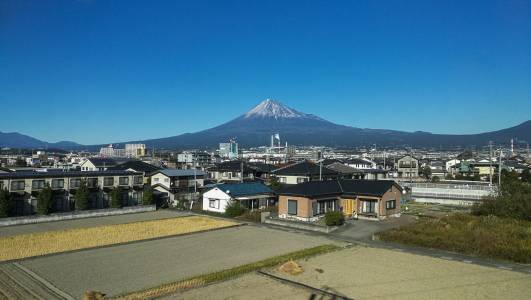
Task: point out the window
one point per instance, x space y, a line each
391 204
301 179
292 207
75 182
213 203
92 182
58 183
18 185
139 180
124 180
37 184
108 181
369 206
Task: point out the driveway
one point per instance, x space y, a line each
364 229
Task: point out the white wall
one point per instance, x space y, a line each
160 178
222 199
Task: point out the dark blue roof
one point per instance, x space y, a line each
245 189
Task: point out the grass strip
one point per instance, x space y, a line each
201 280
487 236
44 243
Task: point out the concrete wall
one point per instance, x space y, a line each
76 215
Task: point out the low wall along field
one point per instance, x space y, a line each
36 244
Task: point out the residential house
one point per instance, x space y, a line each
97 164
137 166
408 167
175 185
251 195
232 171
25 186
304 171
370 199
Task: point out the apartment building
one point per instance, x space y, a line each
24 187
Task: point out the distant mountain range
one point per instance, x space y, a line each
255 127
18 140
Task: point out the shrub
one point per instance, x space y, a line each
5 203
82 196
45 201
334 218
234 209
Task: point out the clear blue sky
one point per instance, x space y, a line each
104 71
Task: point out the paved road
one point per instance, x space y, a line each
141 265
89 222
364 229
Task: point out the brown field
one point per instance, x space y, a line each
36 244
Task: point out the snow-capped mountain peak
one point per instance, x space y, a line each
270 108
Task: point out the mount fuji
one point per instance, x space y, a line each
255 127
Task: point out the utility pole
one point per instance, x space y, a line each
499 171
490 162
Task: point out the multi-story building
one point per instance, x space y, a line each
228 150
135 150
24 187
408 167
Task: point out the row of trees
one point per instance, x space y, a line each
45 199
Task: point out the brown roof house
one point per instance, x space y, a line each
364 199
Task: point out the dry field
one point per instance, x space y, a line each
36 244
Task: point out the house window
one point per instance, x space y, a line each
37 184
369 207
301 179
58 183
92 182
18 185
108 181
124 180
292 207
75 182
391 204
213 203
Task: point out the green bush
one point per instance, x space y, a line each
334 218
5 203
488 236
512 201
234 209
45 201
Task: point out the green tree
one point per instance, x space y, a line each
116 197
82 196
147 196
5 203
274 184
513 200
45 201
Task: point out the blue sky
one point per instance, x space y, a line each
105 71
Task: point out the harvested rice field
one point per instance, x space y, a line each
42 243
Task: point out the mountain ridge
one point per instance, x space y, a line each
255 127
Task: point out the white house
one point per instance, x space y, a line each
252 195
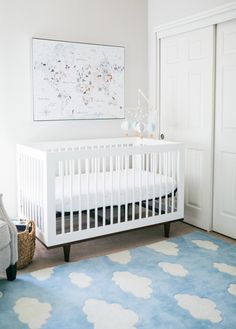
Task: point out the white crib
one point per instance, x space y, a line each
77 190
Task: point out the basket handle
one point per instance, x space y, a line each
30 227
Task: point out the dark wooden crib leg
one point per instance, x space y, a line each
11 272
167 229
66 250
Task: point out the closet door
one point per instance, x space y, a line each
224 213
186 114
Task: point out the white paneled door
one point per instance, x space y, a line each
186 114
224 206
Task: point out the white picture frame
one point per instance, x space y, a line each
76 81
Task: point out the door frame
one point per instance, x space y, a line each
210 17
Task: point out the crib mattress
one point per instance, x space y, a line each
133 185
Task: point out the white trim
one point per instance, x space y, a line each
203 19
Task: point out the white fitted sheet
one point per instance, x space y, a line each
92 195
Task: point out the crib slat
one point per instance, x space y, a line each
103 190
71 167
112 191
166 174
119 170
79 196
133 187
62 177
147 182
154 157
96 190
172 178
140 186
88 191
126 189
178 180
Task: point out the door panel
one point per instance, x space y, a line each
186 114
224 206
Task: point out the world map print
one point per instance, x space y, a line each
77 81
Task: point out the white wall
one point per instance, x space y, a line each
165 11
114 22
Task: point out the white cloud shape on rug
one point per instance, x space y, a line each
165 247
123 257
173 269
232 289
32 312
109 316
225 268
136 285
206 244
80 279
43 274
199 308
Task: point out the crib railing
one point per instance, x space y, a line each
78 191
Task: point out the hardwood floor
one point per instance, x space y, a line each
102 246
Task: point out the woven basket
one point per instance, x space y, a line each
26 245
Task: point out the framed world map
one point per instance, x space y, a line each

* **Exercise requirements**
Repeat each record exactly, with the pictures left out.

* **Exercise answer**
Task: point out the window
one point per instance, x space y, a line each
391 204
301 179
292 207
75 182
213 203
92 182
58 183
18 185
139 180
124 180
37 184
108 181
369 206
Task: point out the driveway
one point per instance, x space y, a line each
364 229
Task: point out the white wall
one point per instance, x space y, a line each
160 178
222 199
Task: point out the dark blue roof
one point per instance, x space y, a line each
245 189
Task: point out the grass strip
one point per instance, x space y, a line each
201 280
487 236
44 243
Task: point out the concrete wall
one point per instance, x space y, a line each
76 215
Task: point out the low wall along field
one point per instance, x space y, a line each
36 244
Task: point out the residential house
one point per instance, x space y, a line each
97 164
137 166
408 167
175 185
251 195
232 171
25 186
304 171
370 199
Task: point out the apartment building
one point per instance, x space y, a line each
24 187
Task: point out the distant mountain range
one point per instance, x space y, a line each
255 127
18 140
Task: point out the shrub
one point per instance, x space y, a line each
5 203
82 196
45 201
334 218
234 209
Task: point out the clear blue sky
one point per instance, x space y, a line each
104 71
Task: point out the paved road
one point per instance, x space y, a line each
141 265
89 222
364 229
Task: point out the brown field
one point per instance, x space y, a line each
36 244
Task: point out the snow-capped mountain peak
one point per instance, x space y, a line each
270 108
Task: point out the mount fuji
one point per instance, x space y, a line each
255 127
Task: point out the utility pole
one point per instance, x space y, a line each
499 171
490 162
Task: point out the multi-story building
one point per instance, x space y, a line each
228 150
135 150
24 187
408 167
Task: point out the row of trees
one point per instance, x space y, a line each
45 199
Task: point out the brown roof house
one point per instance, x space y, a line each
364 199
Task: point out the dry field
one point per instance, x space y, a line each
36 244
Task: point out the house window
one point per instance, x space y, a line each
37 184
369 207
301 179
58 183
92 182
18 185
108 181
124 180
292 207
75 182
391 204
213 203
Task: point out the green bush
one point per instance, x space y, a line each
334 218
5 203
488 236
512 201
234 209
45 201
Task: point out the green tree
one point per instance, x space y, a line each
116 197
82 196
147 196
5 203
274 184
513 200
45 201
Task: point out the blue sky
one point per instance, x space y, a line each
105 71
Task: point out the harvested rice field
one point per instance, x space y, a line each
42 243
Task: point out the mountain ridge
one point per instance, x space y, a line each
255 127
Task: point out the white house
one point per instance, x space y, a line each
252 195
Task: point out the white crib
one point per instance, x space y, a line each
77 190
Task: point out the basket handle
one point per instance, x space y, a line each
30 227
Task: point out the dark wooden crib leg
one point per instance, x space y, a line each
11 272
167 229
66 250
Task: point out the closet door
one point per instance, x space y, a line each
224 213
186 114
Task: point out the white paneled door
one point per instance, x space y, a line each
186 114
224 206
Task: point out the white picture frame
one point per instance, x space y, a line each
76 81
Task: point out the door frame
one point per instance, x space y, a line each
210 17
Task: point out the crib mattress
one point per instance, x space y, a line each
133 185
Task: point out the white trim
one point per instance, x space y, a line each
203 19
Task: point out the white fitted sheet
one point per instance, x space y, a line each
92 195
Task: point out the crib slat
one point per instance, x space y, a line each
103 190
71 167
112 191
166 174
119 170
79 196
133 187
62 177
147 182
154 157
96 190
172 178
140 186
88 191
126 189
178 180
Task: point out the door panel
one point per instance, x space y, a line each
186 114
224 206
Task: point out the world map print
one point per instance, x space y, a line each
77 81
Task: point out the white wall
one point per instance, x space y, a line each
165 11
114 22
Task: point out the white cloud shape on rug
one point per instance, x space y, a line each
165 247
123 257
173 269
232 289
32 312
109 316
225 268
136 285
206 244
80 279
43 274
199 308
Task: point out the crib railing
one point per instance, x space y, a line each
78 191
Task: point out the hardwood floor
one point per instance, x space y, a line each
102 246
Task: point out the woven basket
one point per instance, x space y, a line each
26 245
Task: point out the framed world map
one point per instance, x space y, a line each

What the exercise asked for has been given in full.